Exercise objective
The reply should contain every entry below exactly as written, with no images.

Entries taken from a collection
----

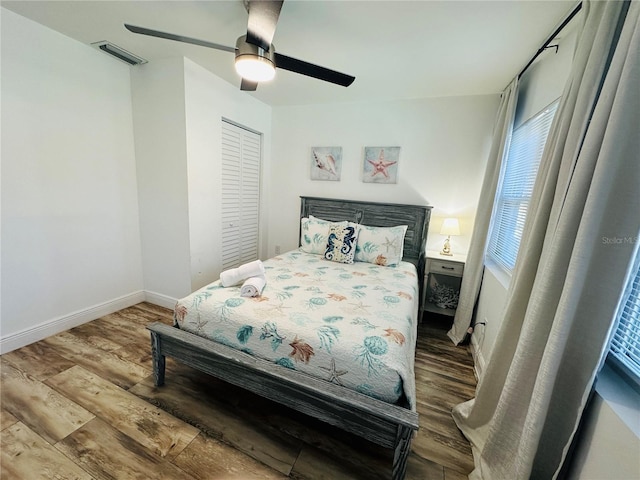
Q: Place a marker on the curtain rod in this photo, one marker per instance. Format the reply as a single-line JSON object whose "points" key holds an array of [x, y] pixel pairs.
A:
{"points": [[553, 35]]}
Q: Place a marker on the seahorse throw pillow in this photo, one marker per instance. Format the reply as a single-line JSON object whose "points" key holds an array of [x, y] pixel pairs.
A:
{"points": [[314, 233], [341, 245]]}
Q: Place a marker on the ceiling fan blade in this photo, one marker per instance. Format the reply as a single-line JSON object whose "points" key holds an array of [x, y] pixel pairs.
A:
{"points": [[248, 85], [311, 70], [177, 38], [263, 18]]}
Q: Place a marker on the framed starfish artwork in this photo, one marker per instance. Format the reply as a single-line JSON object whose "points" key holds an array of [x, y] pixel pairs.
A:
{"points": [[380, 164], [326, 163]]}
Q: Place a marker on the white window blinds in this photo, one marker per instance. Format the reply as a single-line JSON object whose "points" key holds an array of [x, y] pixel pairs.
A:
{"points": [[514, 193], [625, 346], [241, 155]]}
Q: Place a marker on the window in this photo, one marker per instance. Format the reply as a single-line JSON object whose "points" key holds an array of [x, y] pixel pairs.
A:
{"points": [[514, 192], [625, 346]]}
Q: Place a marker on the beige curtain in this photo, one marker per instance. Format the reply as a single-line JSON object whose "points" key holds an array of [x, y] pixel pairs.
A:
{"points": [[574, 259], [474, 266]]}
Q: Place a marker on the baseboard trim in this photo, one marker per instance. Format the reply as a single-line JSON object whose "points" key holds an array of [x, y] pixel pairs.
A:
{"points": [[65, 322], [160, 299]]}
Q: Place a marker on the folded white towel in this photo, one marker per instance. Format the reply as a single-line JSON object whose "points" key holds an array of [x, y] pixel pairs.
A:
{"points": [[253, 286], [234, 276]]}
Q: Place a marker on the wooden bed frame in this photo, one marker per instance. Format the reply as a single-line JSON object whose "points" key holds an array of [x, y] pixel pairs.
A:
{"points": [[390, 426]]}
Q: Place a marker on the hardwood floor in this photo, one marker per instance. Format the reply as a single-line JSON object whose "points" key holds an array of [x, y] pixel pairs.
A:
{"points": [[82, 405]]}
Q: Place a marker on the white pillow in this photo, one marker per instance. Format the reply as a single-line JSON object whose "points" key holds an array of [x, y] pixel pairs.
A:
{"points": [[314, 234], [381, 245]]}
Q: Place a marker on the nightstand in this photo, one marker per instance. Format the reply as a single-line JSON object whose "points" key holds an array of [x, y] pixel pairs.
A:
{"points": [[443, 277]]}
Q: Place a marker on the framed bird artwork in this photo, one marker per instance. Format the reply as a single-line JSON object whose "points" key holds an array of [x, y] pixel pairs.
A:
{"points": [[380, 164], [326, 163]]}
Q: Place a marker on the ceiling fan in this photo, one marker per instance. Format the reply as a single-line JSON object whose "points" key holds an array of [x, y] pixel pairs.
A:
{"points": [[256, 58]]}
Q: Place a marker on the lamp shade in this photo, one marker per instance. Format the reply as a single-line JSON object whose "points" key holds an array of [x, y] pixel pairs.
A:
{"points": [[450, 226]]}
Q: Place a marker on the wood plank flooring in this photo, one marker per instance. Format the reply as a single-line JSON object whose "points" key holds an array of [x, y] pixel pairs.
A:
{"points": [[82, 405]]}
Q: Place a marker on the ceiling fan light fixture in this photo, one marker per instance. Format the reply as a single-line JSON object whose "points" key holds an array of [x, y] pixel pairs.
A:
{"points": [[254, 63], [255, 68]]}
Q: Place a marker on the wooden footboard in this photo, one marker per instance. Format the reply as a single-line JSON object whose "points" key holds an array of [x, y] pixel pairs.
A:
{"points": [[390, 426]]}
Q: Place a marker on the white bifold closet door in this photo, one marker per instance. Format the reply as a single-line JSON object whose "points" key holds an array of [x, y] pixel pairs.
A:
{"points": [[241, 156]]}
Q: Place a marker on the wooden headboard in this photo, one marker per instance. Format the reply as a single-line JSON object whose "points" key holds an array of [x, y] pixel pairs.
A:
{"points": [[375, 214]]}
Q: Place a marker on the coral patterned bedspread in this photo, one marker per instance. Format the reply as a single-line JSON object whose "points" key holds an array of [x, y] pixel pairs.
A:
{"points": [[351, 324]]}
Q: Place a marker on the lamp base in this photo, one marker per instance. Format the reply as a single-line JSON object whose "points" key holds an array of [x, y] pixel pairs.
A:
{"points": [[446, 248]]}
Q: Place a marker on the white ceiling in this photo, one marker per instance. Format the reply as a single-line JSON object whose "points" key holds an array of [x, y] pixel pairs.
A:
{"points": [[395, 49]]}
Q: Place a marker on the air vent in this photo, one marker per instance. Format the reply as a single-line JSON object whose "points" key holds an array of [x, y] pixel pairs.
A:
{"points": [[119, 53]]}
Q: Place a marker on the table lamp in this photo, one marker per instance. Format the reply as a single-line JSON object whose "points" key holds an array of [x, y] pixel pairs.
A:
{"points": [[450, 226]]}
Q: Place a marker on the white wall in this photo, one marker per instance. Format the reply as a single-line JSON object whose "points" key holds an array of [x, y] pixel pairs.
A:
{"points": [[70, 236], [161, 157], [444, 144], [178, 108]]}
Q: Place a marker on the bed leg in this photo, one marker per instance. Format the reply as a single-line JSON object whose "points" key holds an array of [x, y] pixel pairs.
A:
{"points": [[401, 453], [158, 360]]}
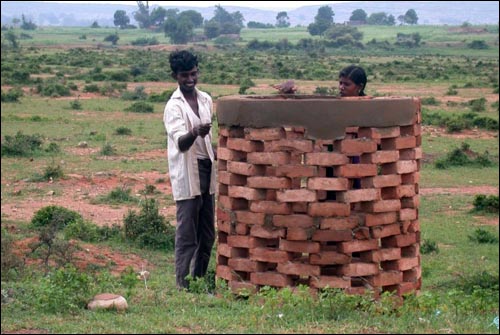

----

Exercise response
Q: Place a marker on the curtain rod in this photo, one marker per instance. Format the reply as a single-line JSON object whose "points" key holds an array of [x, y] pixel pairs.
A:
{"points": [[553, 35]]}
Q: Place a marker on the seahorse throw pillow in this photo, one marker per instance. Format the reply as a single-line JSON object whose "points" key holds an array of [x, y] pixel pairs.
A:
{"points": [[314, 233], [341, 245]]}
Q: Place a marker on the ceiling fan blade in this photo, one marker per instance. Format the reply as a single-line JSON object whose "points" key holds an array of [x, y] pixel pairs.
A:
{"points": [[248, 85], [311, 70], [177, 38], [263, 18]]}
Q: Place a marker on the framed starfish artwork in this photo, one marker per instance. Format the reply as a single-line JSON object whose "points" key holds an array of [x, y] pixel pairs.
A:
{"points": [[380, 164], [326, 163]]}
Q: Place a marker on the white window blinds in this photo, one marker per instance. Format the reply as a single-line JSON object whose "points" key holds an array of [x, y] pixel pairs.
A:
{"points": [[514, 193], [625, 346], [241, 155]]}
Q: Place a marker on the window in this photo, one marker per instance. Format the reply as a single-line JSON object whose "points" key holds an array of [x, y] pixel pairs.
A:
{"points": [[514, 192], [625, 346]]}
Q: Place a marker on the beige curtain in this photo, one marker per instance. Format the reply as a single-line JSON object whose "points" key holds an array of [x, y] pixel pairs.
A:
{"points": [[574, 259], [474, 266]]}
Q: Place a marker on the baseboard trim in this photo, one marker per instance. Format the reply as a single-line JSON object whose "points" key holds an array of [x, y] pixel pairs.
A:
{"points": [[65, 322], [160, 299]]}
Q: Place a marker on the folded white towel in this photo, one marker per instance. Format the reply as a single-line JSON object whose "points" key holds an array of [x, y] pixel pairs.
A:
{"points": [[253, 286], [234, 276]]}
Q: Place a marker on the wooden bed frame in this photo, one marker per instance. Format the reply as a single-line JSON object whose "points" key holds an array of [x, y] pixel pairs.
A:
{"points": [[390, 426]]}
Q: Place a marker on the hardwood floor in this photo, one marker per instance. Format the reply as a single-line JSON object whose "points" key holds an array of [x, y] pixel pairs.
A:
{"points": [[82, 405]]}
Q: Place a marker on the white pillow in this photo, one marker per instance. Format the reply as a single-line JSON object whose "points" key holds an array of [x, y] pixel pairs.
A:
{"points": [[314, 234], [381, 245]]}
Q: Place a marker on the nightstand in this photo, one marker per instance. Format the reply as a single-line JSON object whose "points" key holds an array of [x, y] pixel pairs.
A:
{"points": [[443, 277]]}
Q: Place a marker on the framed bird artwork in this photo, one marker per instance. Format the reply as a single-line JSON object whose "points" key holds an array of [x, y] pixel pairs.
A:
{"points": [[380, 164], [326, 163]]}
Q: Place a marker on the ceiling fan in this photo, one marker per instance. Format the reply as a single-line JSON object whose "points" key holds an array of [x, y] pixel pairs.
A:
{"points": [[256, 58]]}
Q: Place a marker on the lamp shade in this photo, one marker per instance. Format the reply as a single-line JSON object whose "points" key holds an array of [x, y] pixel pairs.
A:
{"points": [[450, 226]]}
Q: Place a marker on the wood plank flooring in this photo, one marker per instance. Format the reply as a single-line JSON object whose "points" key holds an array of [x, y] pixel pairs.
A:
{"points": [[82, 405]]}
Q: Place a marker on the ceiling fan light fixture in this photo, one marker per instance. Format the reply as a single-line JSON object whose "points" key holds an array of [x, y] pixel pairs.
A:
{"points": [[254, 63], [255, 68]]}
Q: Place a marker on the wooden footboard in this photo, one marker per instance. Format the reply as a single-line JSON object whose "points" key holds an array of [x, y] pixel pairs.
A:
{"points": [[390, 426]]}
Q: Place a marker on the white bifold closet door in this photo, one marker per instance. Format the reply as a single-line JSON object whose "points" key holds an array of [x, y] pixel pairs.
A:
{"points": [[241, 156]]}
Q: Place a marker on the wooden headboard in this photo, one marker per instance. Format the reply as a single-line JSON object whose "points" key holds an array of [x, y] pixel pairs.
A:
{"points": [[375, 214]]}
Q: Place a marker on the coral patterned bedspread in this photo, one marker per instance. Format the reply as a single-line JSON object whose "points" key holds an array of [x, y] pixel pairs.
A:
{"points": [[351, 324]]}
Q: Place a marker on the lamp base in this photo, one marker per instance. Format the reply as a single-line JSON object whose "points" key holds an array of [x, y] pixel pairs.
A:
{"points": [[446, 248]]}
Q: Place a marker on the white ceiling in this photo, one marker per instance. Format the reply as a single-line JSON object whose "points" key holds an array of [x, y] pixel pairs.
A:
{"points": [[395, 49]]}
Q: Place a marker on the air vent in this photo, one marker per instance. Format the reply as a single-line JSON object whose "points" key holds an array of [x, y] pixel pairs.
A:
{"points": [[119, 53]]}
Q: Place a marker on the table lamp in this photo, one marker per instance. Format the reply as a single-line JSON object whose "points" key holds an array of [x, y] pixel pairs.
A:
{"points": [[450, 226]]}
Q: Place a marker on the white wall in this photo, one marker per instance. Format the reply as a single-line JSON object whose "points" key holds an array of [x, y] pixel pairs.
A:
{"points": [[70, 236], [161, 157], [444, 144], [178, 108]]}
Q: Place a marker on the bed leg in this photo, one marker per instance. Format the reply as a single-line JSON object whose "points" key holds an array of [x, y] pixel pairs.
A:
{"points": [[401, 453], [158, 360]]}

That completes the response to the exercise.